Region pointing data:

▬▬▬

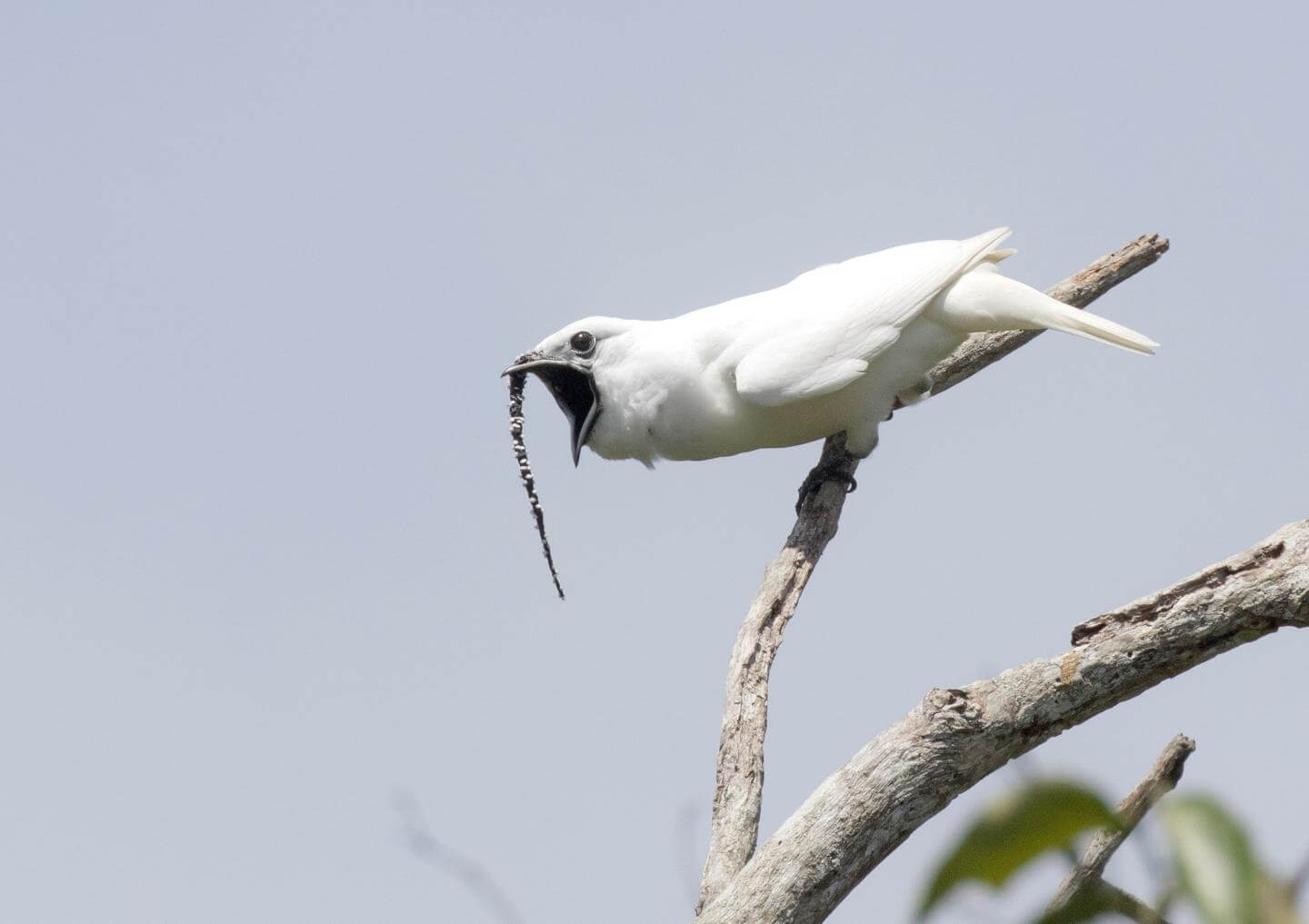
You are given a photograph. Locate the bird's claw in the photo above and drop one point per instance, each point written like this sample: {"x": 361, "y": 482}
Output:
{"x": 818, "y": 475}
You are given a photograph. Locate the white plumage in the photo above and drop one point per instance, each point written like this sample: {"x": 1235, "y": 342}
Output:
{"x": 829, "y": 351}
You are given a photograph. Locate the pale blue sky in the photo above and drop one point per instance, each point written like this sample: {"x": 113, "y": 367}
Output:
{"x": 264, "y": 551}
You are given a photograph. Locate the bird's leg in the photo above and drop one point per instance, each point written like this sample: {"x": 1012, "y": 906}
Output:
{"x": 835, "y": 465}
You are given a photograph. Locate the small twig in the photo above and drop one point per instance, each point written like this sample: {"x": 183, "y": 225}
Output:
{"x": 1160, "y": 779}
{"x": 738, "y": 786}
{"x": 425, "y": 847}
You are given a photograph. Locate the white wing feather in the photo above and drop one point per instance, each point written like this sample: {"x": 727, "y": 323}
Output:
{"x": 826, "y": 324}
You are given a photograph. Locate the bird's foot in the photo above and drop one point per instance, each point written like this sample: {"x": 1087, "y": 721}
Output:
{"x": 835, "y": 470}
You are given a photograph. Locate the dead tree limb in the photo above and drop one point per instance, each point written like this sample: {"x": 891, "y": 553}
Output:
{"x": 1162, "y": 779}
{"x": 738, "y": 790}
{"x": 955, "y": 737}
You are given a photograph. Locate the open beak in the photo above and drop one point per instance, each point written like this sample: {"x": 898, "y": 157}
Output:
{"x": 574, "y": 388}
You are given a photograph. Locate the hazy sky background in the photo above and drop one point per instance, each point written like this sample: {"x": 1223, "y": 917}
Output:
{"x": 264, "y": 551}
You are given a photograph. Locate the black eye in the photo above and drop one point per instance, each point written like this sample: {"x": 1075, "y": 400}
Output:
{"x": 583, "y": 342}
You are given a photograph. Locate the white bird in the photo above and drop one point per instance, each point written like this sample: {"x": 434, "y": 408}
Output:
{"x": 829, "y": 351}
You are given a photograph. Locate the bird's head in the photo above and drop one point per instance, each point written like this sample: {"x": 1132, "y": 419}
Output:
{"x": 568, "y": 363}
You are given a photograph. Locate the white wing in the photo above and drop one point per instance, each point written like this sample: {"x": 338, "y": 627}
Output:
{"x": 826, "y": 324}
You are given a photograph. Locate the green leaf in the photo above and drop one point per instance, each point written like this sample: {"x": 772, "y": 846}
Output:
{"x": 1086, "y": 902}
{"x": 1014, "y": 830}
{"x": 1215, "y": 864}
{"x": 1276, "y": 900}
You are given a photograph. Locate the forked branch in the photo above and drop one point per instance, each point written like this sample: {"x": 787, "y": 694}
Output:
{"x": 955, "y": 737}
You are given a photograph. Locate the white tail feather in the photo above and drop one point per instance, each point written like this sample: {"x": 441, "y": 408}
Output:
{"x": 984, "y": 300}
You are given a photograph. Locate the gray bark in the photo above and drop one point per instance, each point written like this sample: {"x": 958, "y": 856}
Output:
{"x": 1162, "y": 779}
{"x": 738, "y": 788}
{"x": 957, "y": 736}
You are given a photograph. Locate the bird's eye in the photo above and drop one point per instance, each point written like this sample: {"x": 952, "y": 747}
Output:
{"x": 583, "y": 342}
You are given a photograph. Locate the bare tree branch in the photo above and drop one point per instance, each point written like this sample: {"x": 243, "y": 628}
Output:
{"x": 425, "y": 847}
{"x": 955, "y": 737}
{"x": 1160, "y": 779}
{"x": 1129, "y": 905}
{"x": 738, "y": 788}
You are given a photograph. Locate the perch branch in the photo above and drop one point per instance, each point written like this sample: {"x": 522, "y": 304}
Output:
{"x": 738, "y": 787}
{"x": 1160, "y": 780}
{"x": 955, "y": 737}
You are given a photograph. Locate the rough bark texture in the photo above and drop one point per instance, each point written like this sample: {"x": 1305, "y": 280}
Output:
{"x": 955, "y": 737}
{"x": 738, "y": 790}
{"x": 1162, "y": 779}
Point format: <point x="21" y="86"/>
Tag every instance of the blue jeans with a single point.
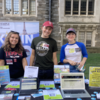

▬▬▬

→ **DIRECTIONS FOR THIS TASK**
Exactly how many lines of the data above hold the word "wing"? The number is the whole answer.

→ **RESPONSE AREA**
2